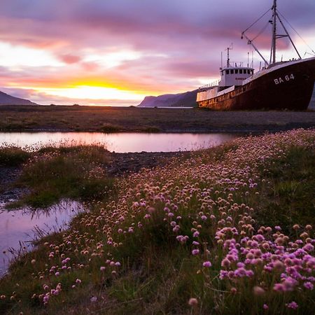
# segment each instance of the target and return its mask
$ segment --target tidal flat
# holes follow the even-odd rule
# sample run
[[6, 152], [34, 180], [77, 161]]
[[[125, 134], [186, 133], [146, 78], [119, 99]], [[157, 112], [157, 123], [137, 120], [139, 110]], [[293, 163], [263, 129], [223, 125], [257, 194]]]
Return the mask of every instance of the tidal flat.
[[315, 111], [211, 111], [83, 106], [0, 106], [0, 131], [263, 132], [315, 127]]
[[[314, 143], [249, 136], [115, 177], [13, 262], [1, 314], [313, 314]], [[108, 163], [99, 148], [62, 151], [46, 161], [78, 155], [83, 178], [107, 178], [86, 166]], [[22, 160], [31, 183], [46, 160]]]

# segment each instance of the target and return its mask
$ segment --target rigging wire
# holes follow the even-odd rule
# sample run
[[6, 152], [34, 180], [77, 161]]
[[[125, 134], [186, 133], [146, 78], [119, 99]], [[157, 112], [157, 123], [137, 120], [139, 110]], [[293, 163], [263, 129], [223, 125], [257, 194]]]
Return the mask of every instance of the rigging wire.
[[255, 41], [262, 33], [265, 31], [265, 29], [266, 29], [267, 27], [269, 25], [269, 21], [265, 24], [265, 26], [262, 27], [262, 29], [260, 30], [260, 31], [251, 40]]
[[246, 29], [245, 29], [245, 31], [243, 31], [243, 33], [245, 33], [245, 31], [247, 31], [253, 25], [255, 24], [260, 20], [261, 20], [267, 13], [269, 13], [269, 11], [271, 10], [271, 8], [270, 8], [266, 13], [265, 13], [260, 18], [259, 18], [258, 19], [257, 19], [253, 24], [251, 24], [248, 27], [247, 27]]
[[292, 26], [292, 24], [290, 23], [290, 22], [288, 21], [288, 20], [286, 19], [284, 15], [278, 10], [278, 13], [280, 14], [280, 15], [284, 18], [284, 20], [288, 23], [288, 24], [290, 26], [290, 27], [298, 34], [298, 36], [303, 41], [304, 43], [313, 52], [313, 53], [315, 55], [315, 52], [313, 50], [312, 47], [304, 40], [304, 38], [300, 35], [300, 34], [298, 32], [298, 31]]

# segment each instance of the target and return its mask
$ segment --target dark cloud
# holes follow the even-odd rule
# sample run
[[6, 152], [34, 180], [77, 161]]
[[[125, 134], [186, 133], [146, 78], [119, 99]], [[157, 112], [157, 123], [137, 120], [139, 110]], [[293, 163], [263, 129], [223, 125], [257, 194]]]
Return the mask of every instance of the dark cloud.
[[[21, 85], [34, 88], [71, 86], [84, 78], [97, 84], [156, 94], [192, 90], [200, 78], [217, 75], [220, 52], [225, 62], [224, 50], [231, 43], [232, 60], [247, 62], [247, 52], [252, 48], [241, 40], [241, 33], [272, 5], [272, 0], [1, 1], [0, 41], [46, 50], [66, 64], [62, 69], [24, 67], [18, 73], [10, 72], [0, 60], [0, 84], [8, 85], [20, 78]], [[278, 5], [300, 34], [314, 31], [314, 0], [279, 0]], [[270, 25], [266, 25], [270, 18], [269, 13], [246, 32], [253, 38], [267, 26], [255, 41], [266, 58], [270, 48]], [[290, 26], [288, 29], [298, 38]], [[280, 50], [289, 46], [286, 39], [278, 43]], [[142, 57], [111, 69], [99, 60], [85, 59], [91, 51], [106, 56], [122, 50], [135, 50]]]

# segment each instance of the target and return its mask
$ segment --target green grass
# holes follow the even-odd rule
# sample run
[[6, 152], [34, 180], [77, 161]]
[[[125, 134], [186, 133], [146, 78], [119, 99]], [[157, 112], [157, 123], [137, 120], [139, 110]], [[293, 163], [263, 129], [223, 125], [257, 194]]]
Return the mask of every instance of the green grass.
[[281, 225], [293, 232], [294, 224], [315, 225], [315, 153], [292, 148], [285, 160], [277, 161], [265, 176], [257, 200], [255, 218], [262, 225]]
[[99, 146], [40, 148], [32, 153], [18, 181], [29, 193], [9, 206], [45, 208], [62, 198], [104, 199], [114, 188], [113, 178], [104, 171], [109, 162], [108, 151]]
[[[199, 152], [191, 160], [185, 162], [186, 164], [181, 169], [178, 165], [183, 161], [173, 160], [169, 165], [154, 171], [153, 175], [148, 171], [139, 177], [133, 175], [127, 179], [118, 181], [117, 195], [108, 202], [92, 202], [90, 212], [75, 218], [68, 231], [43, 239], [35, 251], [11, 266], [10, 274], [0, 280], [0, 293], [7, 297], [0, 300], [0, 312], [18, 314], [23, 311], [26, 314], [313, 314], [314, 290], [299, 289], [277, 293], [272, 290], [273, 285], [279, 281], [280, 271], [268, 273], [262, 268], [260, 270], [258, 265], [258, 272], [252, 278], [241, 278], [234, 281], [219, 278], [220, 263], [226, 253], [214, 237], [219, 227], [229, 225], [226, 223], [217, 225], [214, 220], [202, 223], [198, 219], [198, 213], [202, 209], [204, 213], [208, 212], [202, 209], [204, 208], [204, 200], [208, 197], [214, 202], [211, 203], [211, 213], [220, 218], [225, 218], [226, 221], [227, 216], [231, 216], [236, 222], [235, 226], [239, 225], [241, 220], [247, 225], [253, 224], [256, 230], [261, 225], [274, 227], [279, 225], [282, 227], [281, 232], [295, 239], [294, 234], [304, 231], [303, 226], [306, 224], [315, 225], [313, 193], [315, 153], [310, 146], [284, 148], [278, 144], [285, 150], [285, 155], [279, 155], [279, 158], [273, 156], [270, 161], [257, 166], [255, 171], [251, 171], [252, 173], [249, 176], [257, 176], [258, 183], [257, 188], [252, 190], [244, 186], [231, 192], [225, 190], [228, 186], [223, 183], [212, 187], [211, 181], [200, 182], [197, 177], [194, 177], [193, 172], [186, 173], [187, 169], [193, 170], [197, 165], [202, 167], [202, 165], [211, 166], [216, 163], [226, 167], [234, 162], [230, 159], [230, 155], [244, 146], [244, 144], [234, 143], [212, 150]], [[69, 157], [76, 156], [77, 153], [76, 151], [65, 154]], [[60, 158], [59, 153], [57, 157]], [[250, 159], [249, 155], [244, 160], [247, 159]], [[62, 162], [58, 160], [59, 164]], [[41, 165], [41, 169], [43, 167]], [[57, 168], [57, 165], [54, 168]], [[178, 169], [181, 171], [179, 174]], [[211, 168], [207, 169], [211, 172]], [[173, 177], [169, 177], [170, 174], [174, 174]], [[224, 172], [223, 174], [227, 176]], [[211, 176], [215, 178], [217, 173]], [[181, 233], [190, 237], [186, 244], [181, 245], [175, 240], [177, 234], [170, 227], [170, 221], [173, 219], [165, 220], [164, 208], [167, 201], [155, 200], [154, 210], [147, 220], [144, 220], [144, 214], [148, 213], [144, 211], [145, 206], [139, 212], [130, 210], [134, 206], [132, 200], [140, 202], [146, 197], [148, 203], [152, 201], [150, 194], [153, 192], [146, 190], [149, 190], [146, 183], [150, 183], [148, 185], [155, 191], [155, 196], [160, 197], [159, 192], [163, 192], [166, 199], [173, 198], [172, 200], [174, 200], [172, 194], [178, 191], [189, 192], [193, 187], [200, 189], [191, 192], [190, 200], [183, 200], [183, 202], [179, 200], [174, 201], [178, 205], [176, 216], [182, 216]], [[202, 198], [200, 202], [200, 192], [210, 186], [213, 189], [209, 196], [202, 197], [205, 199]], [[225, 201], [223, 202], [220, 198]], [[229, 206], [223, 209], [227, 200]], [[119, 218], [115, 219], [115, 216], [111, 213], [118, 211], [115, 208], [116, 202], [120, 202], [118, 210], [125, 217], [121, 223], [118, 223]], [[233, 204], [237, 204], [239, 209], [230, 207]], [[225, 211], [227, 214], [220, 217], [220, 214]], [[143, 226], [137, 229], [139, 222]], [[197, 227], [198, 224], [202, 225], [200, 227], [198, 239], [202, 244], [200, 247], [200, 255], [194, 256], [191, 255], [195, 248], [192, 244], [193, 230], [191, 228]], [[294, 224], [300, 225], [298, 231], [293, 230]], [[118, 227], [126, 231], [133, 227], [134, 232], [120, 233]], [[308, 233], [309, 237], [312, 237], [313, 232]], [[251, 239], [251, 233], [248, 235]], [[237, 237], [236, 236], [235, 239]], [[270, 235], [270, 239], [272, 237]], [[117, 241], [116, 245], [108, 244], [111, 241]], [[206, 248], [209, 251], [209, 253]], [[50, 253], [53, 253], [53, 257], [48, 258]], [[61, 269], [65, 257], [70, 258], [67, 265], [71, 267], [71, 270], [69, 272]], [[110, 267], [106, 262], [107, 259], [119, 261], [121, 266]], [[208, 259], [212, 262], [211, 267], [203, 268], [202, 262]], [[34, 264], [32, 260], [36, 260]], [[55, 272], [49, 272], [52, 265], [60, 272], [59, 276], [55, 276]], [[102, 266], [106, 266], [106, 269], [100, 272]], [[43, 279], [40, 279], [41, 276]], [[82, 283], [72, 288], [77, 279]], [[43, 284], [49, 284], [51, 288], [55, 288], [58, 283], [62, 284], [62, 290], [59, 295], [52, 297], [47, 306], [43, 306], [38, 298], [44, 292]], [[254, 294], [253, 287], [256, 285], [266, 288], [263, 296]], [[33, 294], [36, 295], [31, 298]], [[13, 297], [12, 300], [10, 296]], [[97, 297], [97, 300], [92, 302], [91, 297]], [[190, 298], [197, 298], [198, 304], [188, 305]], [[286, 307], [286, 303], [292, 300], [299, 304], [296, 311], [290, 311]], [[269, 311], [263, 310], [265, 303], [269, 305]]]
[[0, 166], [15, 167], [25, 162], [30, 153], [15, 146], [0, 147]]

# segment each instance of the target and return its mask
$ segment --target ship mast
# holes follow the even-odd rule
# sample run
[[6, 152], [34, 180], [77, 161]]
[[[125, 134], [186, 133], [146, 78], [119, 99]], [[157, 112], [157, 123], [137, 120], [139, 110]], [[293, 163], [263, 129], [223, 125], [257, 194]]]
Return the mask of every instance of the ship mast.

※ ※ ※

WHAT IS NEEDED: Render the listing, from its first line through the line containing "183], [46, 160]]]", as a JSON list of strings with one string per line. Leave out blank lines and the picture.

RESPONSE TO THIS EXERCISE:
[
  "# segment each instance of the target and return its mask",
  "$ segment --target tidal flat",
  "# holes follow the even-odd rule",
  "# sample run",
  "[[6, 152], [34, 180], [77, 161]]",
  "[[[125, 134], [186, 133], [146, 78], [119, 99]], [[157, 112], [157, 123], [137, 120], [139, 110]], [[293, 163], [263, 129], [223, 125], [257, 194]]]",
  "Return the mask of every instance of the tidal flat.",
  "[[315, 111], [211, 111], [83, 106], [0, 106], [0, 131], [263, 132], [315, 127]]",
  "[[[314, 143], [249, 136], [115, 177], [13, 262], [1, 314], [313, 314]], [[108, 163], [99, 148], [62, 151], [46, 161], [78, 155], [83, 178], [107, 178], [86, 166]], [[22, 160], [31, 183], [46, 160]]]"
]